▶ INSTRUCTIONS FOR THE TASK
Render every entry exactly as it appears.

====== RAW RECORDS ======

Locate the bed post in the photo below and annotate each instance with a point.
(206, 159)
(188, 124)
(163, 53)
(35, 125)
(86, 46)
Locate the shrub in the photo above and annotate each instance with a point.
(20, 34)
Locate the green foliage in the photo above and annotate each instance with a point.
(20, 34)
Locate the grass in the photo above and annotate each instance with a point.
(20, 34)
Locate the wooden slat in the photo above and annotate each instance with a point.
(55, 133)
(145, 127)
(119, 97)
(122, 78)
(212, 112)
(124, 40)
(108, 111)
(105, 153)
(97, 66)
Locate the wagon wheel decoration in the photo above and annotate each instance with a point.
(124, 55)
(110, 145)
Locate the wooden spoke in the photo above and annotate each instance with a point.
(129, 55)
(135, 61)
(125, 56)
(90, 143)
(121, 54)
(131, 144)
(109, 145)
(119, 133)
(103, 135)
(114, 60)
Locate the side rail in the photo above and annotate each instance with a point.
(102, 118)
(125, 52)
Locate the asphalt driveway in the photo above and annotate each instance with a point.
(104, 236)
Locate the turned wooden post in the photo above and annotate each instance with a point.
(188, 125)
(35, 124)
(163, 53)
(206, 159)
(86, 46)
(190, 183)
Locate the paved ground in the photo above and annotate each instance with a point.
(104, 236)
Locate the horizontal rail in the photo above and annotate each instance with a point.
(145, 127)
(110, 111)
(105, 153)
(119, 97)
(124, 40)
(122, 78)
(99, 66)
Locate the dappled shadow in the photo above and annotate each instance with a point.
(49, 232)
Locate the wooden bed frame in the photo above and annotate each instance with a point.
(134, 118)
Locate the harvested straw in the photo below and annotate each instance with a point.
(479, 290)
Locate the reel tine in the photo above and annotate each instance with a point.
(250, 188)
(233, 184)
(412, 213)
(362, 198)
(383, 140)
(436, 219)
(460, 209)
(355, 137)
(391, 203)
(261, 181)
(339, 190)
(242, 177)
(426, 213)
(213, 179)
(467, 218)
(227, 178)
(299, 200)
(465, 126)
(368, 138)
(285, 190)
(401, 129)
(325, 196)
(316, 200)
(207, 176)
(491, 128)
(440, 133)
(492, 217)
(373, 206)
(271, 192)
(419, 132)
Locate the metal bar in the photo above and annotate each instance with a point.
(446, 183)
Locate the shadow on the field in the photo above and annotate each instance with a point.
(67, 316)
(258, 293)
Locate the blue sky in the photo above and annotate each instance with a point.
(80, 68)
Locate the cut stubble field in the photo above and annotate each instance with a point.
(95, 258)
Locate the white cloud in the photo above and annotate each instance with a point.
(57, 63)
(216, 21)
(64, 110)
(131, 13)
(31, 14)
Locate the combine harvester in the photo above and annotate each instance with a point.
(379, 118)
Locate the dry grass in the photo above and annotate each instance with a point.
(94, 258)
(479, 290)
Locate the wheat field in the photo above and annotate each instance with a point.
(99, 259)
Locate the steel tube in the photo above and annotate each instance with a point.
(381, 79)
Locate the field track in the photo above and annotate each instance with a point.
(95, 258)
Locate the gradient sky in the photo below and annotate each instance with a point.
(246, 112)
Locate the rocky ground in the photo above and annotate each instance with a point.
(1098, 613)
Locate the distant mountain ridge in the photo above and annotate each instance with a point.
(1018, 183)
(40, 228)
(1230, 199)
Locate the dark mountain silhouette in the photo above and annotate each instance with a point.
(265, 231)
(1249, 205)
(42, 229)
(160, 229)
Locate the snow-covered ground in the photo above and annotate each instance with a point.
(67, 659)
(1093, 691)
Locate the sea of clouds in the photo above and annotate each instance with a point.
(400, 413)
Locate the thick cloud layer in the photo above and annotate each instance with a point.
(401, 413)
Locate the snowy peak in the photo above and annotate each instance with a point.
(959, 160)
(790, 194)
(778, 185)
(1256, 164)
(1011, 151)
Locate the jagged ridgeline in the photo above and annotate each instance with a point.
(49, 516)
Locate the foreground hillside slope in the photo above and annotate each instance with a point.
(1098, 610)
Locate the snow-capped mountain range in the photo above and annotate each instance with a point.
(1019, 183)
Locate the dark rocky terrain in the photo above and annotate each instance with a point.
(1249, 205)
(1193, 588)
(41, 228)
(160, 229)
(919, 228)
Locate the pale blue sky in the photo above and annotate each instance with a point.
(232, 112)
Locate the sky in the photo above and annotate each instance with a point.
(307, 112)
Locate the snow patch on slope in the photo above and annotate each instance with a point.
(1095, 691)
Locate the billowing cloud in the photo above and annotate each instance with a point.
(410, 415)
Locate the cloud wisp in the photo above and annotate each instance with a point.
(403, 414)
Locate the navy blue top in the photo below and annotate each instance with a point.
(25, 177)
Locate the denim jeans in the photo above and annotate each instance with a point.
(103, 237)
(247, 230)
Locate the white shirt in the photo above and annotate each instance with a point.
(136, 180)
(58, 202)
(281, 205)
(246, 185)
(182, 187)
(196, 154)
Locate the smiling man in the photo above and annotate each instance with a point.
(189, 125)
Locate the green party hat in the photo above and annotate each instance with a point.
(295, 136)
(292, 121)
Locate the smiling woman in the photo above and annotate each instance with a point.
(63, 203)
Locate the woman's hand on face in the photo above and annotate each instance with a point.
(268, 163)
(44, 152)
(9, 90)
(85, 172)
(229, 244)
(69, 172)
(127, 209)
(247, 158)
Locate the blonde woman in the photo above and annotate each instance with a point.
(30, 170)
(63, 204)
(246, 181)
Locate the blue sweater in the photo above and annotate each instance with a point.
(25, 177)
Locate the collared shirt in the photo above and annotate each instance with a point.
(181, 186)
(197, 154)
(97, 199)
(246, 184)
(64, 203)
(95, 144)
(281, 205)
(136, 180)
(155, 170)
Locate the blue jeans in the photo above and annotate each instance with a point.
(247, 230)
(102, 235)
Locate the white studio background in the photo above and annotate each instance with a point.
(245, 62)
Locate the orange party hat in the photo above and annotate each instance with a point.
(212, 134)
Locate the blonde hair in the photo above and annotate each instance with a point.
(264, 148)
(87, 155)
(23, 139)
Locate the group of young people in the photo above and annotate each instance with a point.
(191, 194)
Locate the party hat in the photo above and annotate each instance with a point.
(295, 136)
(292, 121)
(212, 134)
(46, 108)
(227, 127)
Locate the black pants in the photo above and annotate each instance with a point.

======

▶ RESULT FOR THIS TASK
Locate the bed post in the photo below and annotate each instance with a point.
(206, 159)
(188, 124)
(163, 53)
(35, 125)
(86, 46)
Locate the shrub in the photo above and annotate each instance with a point.
(20, 34)
Locate the green foliage in the photo above and annotate each instance with a point.
(20, 34)
Locate the grass in the photo above and annotate each instance with a point.
(20, 34)
Locate the wooden slat in the photo above and annotate each instance with a point.
(55, 133)
(145, 127)
(119, 97)
(122, 78)
(212, 112)
(124, 40)
(108, 111)
(105, 153)
(97, 66)
Locate the wagon wheel decoration in the photo above and annotate each instance with a point.
(124, 55)
(110, 145)
Locate the wooden spoke in the photo above and annotate each instance with a point.
(129, 55)
(135, 61)
(125, 56)
(90, 143)
(121, 54)
(131, 144)
(109, 145)
(119, 133)
(103, 135)
(114, 60)
Locate the side rail in the photo above and annotate each instance with a point.
(102, 118)
(125, 52)
Locate the asphalt driveway in the photo above and annotate each instance with a point.
(104, 236)
Locate the turned wooden post in the photo above and annotate each instance with a point.
(188, 125)
(35, 124)
(163, 53)
(206, 159)
(86, 46)
(190, 183)
Locate the paved ground in the photo above and annotate each instance with a point.
(104, 236)
Locate the horizontal rail in the photo above and annotate each instance with a point.
(145, 127)
(110, 111)
(105, 153)
(119, 97)
(124, 40)
(122, 78)
(99, 66)
Locate the dappled shadow in the photo above and annotate each instance with a point.
(49, 232)
Locate the wooden bed frame in the photo above and annotate each instance with a point.
(134, 118)
Locate the harvested straw in the photo below and annotate each instance with a point.
(479, 290)
Locate the reel tine in the photo above and annotate each instance with a point.
(250, 188)
(233, 184)
(412, 213)
(362, 198)
(383, 140)
(436, 219)
(460, 209)
(355, 137)
(391, 203)
(261, 181)
(339, 190)
(242, 177)
(426, 213)
(213, 179)
(467, 218)
(227, 178)
(299, 200)
(465, 126)
(368, 138)
(285, 190)
(401, 129)
(325, 196)
(316, 200)
(207, 176)
(491, 128)
(440, 133)
(492, 217)
(373, 206)
(271, 192)
(419, 132)
Locate the metal bar in the photo above and annotate each instance with a point.
(446, 183)
Locate the shadow on the field in the photo above and annotate each instance with a point.
(67, 316)
(258, 293)
Locate the blue sky in the photo above and annotate each instance with a point.
(80, 68)
Locate the cut stubble field in the photo above and annotate each instance with a point.
(95, 258)
Locate the white cloud in the photo above and annotate each instance with a point.
(57, 63)
(216, 21)
(64, 110)
(131, 13)
(31, 14)
Locate the combine harvester in the photo above and annotate each instance with a point.
(379, 118)
Locate the dry grass in the photo above and annotate each instance with a point.
(94, 258)
(479, 290)
Locate the wheat field in the photo above and annotate each instance with a point.
(99, 259)
Locate the steel tube in the photo above and annotate each instance with a point.
(381, 79)
Locate the field track in the photo above and annotate each instance with a point.
(95, 258)
Locate the gradient sky in the photo below and annotate each instance with a point.
(246, 112)
Locate the rocky ground in the photo above and annotate each instance with a point.
(1098, 613)
Locate the distant mountain ridge in the photo above and annotate each instance with a point.
(1018, 183)
(40, 228)
(1230, 199)
Locate the dark mountain silhouette in the photo above and annotate each instance with a point.
(265, 231)
(1249, 205)
(42, 229)
(160, 229)
Locate the snow-covered ground in the photo above and annotate each instance with a point.
(67, 659)
(1093, 691)
Locate the sea of clouds in the photo above and annotate each instance with a point.
(400, 413)
Locate the thick cloud layer in the photo above and annotate each instance with a point.
(401, 413)
Locate the snowy peak in the photo above and annotate each instance with a point.
(959, 160)
(790, 194)
(778, 185)
(1256, 164)
(1011, 151)
Locate the jagged ridgeline in the photo above and annotate each instance with a point.
(49, 516)
Locate the foreground hillside slope in the photo above and annotate each instance with a point.
(1098, 610)
Locate the snow-capped mountain range in the photo above and annotate each instance with a point.
(1019, 183)
Locate the dark rocky terrain in the photo above and annotate each instance with a point.
(1249, 205)
(1193, 588)
(41, 228)
(160, 229)
(919, 228)
Locate the pale blue sky in the photo above and annotate each instance with a point.
(232, 112)
Locate the sky in the photo above and annotate each instance with a point.
(307, 112)
Locate the snow patch on slope in the photo above and annotate each instance with a point.
(1095, 691)
Locate the billowing cloud in the photo above and annotate each instance with a point.
(410, 415)
Locate the cloud wisp in the photo above and annotate each instance with a point.
(403, 414)
Locate the navy blue top in the photo below and annotate each instance with a point.
(25, 177)
Locate the denim jeans in the photo above and annotate each instance with a point.
(103, 237)
(247, 230)
Locate the white shirt in the photo above and annotate each instance with a point.
(136, 180)
(58, 202)
(281, 205)
(246, 185)
(182, 187)
(196, 154)
Locate the smiling man in the photo above and annotate each instance with a point.
(189, 125)
Locate the green party hat in the photo above and annotate each instance with a point.
(295, 136)
(292, 121)
Locate the smiling woman in the photo above and annotate each instance with a point.
(63, 203)
Locate the woman's hand on face in the photo above and annotate each instance with a point.
(268, 163)
(44, 152)
(9, 90)
(85, 172)
(229, 244)
(69, 172)
(127, 209)
(247, 158)
Locate the blonde woman in the photo above and annotate each instance with a point.
(30, 170)
(63, 204)
(246, 181)
Locate the blue sweater in the photo above and annotate each instance with a point.
(25, 177)
Locate the collared shirt in the photo above and annotate each instance with a point.
(181, 186)
(197, 154)
(97, 199)
(246, 184)
(64, 203)
(95, 144)
(281, 205)
(136, 180)
(155, 170)
Locate the blue jeans in the photo above and annotate each instance with a point.
(247, 230)
(102, 235)
Locate the white studio background in the photo above and annotate each instance with a point.
(245, 62)
Locate the orange party hat in the photo above and annotate each instance with a point.
(212, 134)
Locate the blonde hair in the photo above and annotate each instance with a point.
(264, 148)
(87, 155)
(23, 139)
Locate the group of young people in the photo above and annotate each instance with a point.
(191, 194)
Locate the party hat in the photo above and annotate each instance with a point.
(295, 136)
(292, 121)
(212, 134)
(46, 108)
(227, 127)
Locate the black pants in the photo above and annotate each instance with a point.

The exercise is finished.